> Stated goal
Rewrite the listing lines from the line containing "of the slender" through the line containing "<point>94,377</point>", with "slender green stem" changed to "thin green stalk" and nothing else altered. Return only those lines.

Start of Provided material

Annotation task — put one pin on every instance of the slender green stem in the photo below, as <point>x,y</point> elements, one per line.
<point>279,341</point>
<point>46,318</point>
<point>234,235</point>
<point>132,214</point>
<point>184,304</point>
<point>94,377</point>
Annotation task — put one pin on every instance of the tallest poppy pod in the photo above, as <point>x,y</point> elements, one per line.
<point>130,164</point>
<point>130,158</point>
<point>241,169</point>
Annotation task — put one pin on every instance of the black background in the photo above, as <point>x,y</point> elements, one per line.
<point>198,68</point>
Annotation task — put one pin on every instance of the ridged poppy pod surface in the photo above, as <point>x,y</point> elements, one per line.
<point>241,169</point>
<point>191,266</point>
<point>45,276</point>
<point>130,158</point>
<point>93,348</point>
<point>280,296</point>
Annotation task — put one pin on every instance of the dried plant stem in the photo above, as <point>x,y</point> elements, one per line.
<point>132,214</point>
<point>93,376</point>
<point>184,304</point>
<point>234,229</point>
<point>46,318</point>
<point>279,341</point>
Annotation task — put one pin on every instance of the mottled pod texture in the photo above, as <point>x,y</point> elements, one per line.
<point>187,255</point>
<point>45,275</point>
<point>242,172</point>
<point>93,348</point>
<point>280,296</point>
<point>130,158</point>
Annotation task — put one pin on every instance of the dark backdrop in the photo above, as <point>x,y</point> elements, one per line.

End of Provided material
Start of Provided material

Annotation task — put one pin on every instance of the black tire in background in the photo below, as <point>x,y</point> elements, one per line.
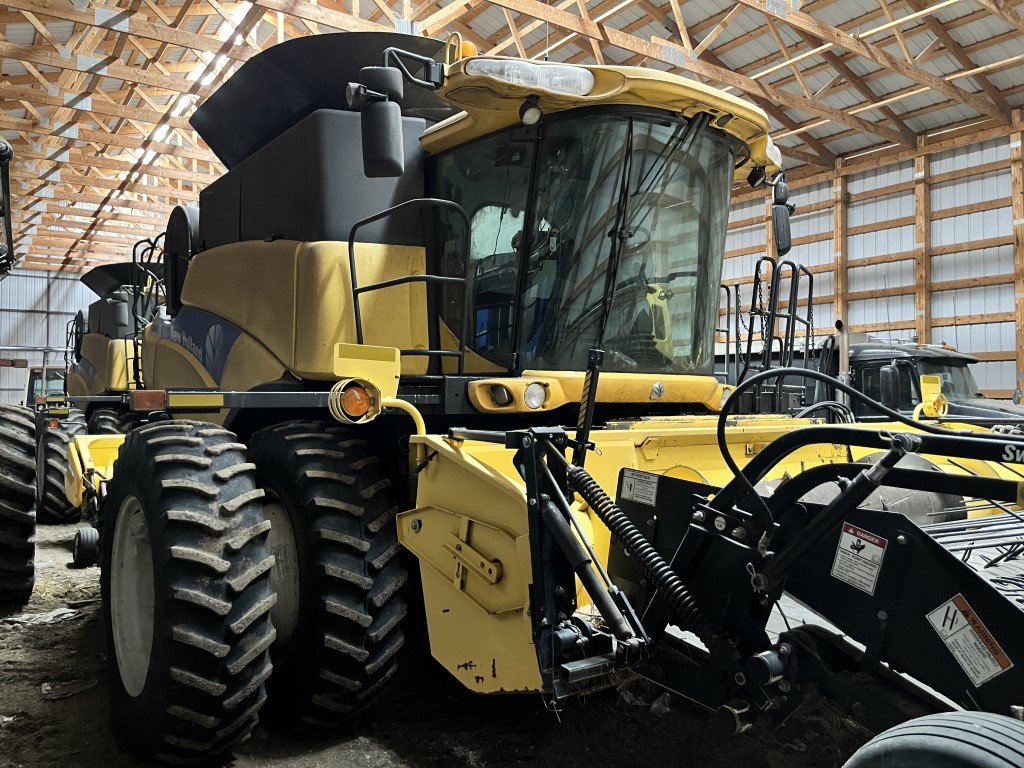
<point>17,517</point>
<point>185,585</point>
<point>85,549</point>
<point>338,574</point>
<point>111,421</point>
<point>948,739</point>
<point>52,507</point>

End of Provided material
Start of Provided material

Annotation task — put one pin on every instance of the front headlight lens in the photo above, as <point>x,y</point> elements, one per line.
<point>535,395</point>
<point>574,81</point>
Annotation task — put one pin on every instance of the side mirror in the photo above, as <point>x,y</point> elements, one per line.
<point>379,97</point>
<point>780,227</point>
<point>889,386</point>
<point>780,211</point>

End of Provided material

> Response below
Annotation task — put one pin on every instance of the thin green stalk in the photo below, as <point>x,y</point> elements, one per line.
<point>279,341</point>
<point>46,318</point>
<point>234,235</point>
<point>132,214</point>
<point>184,304</point>
<point>94,377</point>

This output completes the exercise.